■ Your goal
Return every one of the records below word for word, with no changes.

■ The data
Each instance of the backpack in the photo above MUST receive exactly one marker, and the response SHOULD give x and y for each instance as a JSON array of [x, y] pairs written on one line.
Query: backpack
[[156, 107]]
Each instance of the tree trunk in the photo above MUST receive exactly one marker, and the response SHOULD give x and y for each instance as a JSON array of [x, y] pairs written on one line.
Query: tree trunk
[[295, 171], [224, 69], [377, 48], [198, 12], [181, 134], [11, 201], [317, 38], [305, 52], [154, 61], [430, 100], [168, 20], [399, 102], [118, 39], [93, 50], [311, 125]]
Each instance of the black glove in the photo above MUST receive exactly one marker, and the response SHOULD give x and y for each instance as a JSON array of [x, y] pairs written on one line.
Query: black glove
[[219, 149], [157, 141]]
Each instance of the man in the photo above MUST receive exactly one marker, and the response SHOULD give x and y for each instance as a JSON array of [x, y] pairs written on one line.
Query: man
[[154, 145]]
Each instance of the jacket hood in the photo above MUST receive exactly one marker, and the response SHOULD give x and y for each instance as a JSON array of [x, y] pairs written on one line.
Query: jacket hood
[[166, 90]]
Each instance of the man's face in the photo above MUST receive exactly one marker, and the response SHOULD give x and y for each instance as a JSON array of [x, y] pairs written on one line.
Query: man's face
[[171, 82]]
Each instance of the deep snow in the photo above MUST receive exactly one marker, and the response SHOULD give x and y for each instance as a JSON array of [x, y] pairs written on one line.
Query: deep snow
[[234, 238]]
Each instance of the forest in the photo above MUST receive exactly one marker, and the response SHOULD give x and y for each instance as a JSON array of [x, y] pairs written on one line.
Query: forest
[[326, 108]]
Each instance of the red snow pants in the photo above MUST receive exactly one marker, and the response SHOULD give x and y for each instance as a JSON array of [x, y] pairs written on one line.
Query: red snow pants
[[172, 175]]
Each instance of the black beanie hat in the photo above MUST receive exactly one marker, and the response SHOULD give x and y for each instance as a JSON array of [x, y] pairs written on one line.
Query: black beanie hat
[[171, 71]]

■ Problem solution
Each instance of the backpack in the photo above MUST receive exactly one marker, and the response SHOULD give x and y for each instance as a JSON array of [x, y] pairs written on one line.
Query: backpack
[[156, 107]]
Each instance of the tree trunk in the photo above MUST receive exactly one marker, and the response SHOULD give x and y for each instance as a JSON array of [x, y] pairs written on one line.
Query: tree trunk
[[295, 171], [224, 69], [377, 48], [198, 12], [181, 134], [11, 201], [317, 38], [305, 52], [154, 61], [430, 100], [168, 20], [399, 102], [118, 39], [93, 50], [311, 125]]
Each instance of the black glove in the photo above MUST receive exactly one marker, and the response SHOULD give x and y for each instance as a JSON array of [x, y] pairs written on one line.
Query: black glove
[[219, 149], [157, 141]]
Each instance of the man in the photo above MUST receive exactly one marker, and the response SHOULD give x and y for each instance as a JSON array of [x, y] pairs written on one line.
Query: man
[[154, 145]]
Each instance of the jacket hood in the photo above MUST receive exactly one marker, and the response SHOULD give x and y for each instance as a JSON array of [x, y] pairs written on one line.
Query: jacket hood
[[166, 90]]
Each instance of the man's face in the photo above MUST receive exactly one marker, and the response SHOULD give x and y for each instance as a JSON array of [x, y] pairs written on one line.
Query: man's face
[[171, 82]]
Each instance of the deep snow in the photo above MUST receive exactly one marker, and the response SHOULD give x and y for each instance as a JSON array of [x, y] pairs written on one line.
Query: deep snow
[[234, 238]]
Each instance of the forest in the photo above MUST receive exactly one marker, and the response SHOULD give x and y for each instance as a JSON array of [x, y] pairs written on one line.
Query: forest
[[326, 108]]
Each instance of the red snow pants in the photo above MUST receive exactly one marker, and the response SHOULD give x and y for each instance as a JSON array of [x, y] pairs written on one line.
Query: red snow pants
[[172, 175]]
Each instance of the black beanie hat in the photo above MUST receive exactly one marker, and the response SHOULD give x and y for each instance as a JSON array of [x, y] pairs written on one line.
Query: black beanie hat
[[171, 71]]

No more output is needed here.